(Region pointing data)
__________________________________________________

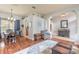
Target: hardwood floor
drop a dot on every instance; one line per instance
(21, 43)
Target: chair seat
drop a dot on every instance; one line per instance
(60, 50)
(68, 46)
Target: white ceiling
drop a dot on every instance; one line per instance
(25, 9)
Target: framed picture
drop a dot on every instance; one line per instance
(64, 23)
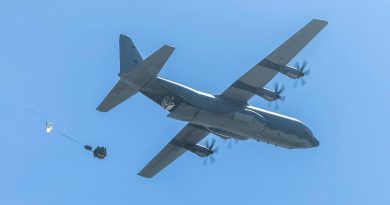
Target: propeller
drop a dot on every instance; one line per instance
(213, 149)
(278, 89)
(303, 72)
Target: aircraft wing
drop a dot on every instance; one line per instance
(262, 73)
(190, 134)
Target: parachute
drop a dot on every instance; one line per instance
(98, 152)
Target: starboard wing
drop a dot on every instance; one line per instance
(262, 73)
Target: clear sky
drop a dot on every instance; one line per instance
(61, 59)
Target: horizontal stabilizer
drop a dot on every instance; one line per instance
(117, 95)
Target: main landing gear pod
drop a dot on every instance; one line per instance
(98, 152)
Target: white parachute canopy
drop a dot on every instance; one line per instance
(49, 127)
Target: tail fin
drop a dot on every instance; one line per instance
(135, 73)
(128, 53)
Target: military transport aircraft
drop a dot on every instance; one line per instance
(227, 115)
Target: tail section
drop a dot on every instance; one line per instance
(128, 53)
(135, 73)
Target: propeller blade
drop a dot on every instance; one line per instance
(303, 82)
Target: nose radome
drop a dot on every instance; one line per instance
(315, 142)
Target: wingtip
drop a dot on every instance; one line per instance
(322, 21)
(123, 36)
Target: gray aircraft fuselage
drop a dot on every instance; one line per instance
(228, 118)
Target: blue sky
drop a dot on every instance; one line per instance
(61, 58)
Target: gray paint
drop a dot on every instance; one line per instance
(227, 115)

__________________________________________________

The problem: Could you print the lines of the records above from the one containing "Target: parachute" through the last, exactly and with no additions?

Exercise response:
Target: parachute
drop a dot on every instance; one line per instance
(98, 152)
Target: starboard wing
drop a dot on every instance; one line per instance
(262, 73)
Target: clear sky
drop a dot on every instance; one line per instance
(61, 59)
Target: horizontal stabilizer
drop a dot on every instance; one line per instance
(117, 95)
Target: main landing gear pod
drop a dot on every instance; one line per instance
(98, 152)
Target: white parachute canopy
drop a dot on every instance; one line per instance
(49, 127)
Target: tail fin
drop a dot on every instance; one line per instance
(135, 73)
(128, 53)
Target: military transport aircraft
drop a dot on every instance; one line per instance
(227, 115)
Target: tail section
drop a dot on every instance; one line per instance
(128, 53)
(135, 73)
Target: propeller blade
drop a dot on every instance; one line per instance
(303, 82)
Target: nose radome
drop a dot on every instance; one line per instance
(315, 142)
Target: wingtip
drop a dot on every instance; one line per instance
(322, 21)
(123, 36)
Target: gray aircraft fuselage
drop a dot on every instance; one line per instance
(228, 118)
Target: blue sky
drop a dot on every instance; one line per instance
(61, 58)
Target: gray paint
drop a dot on every instance; one line per instance
(227, 115)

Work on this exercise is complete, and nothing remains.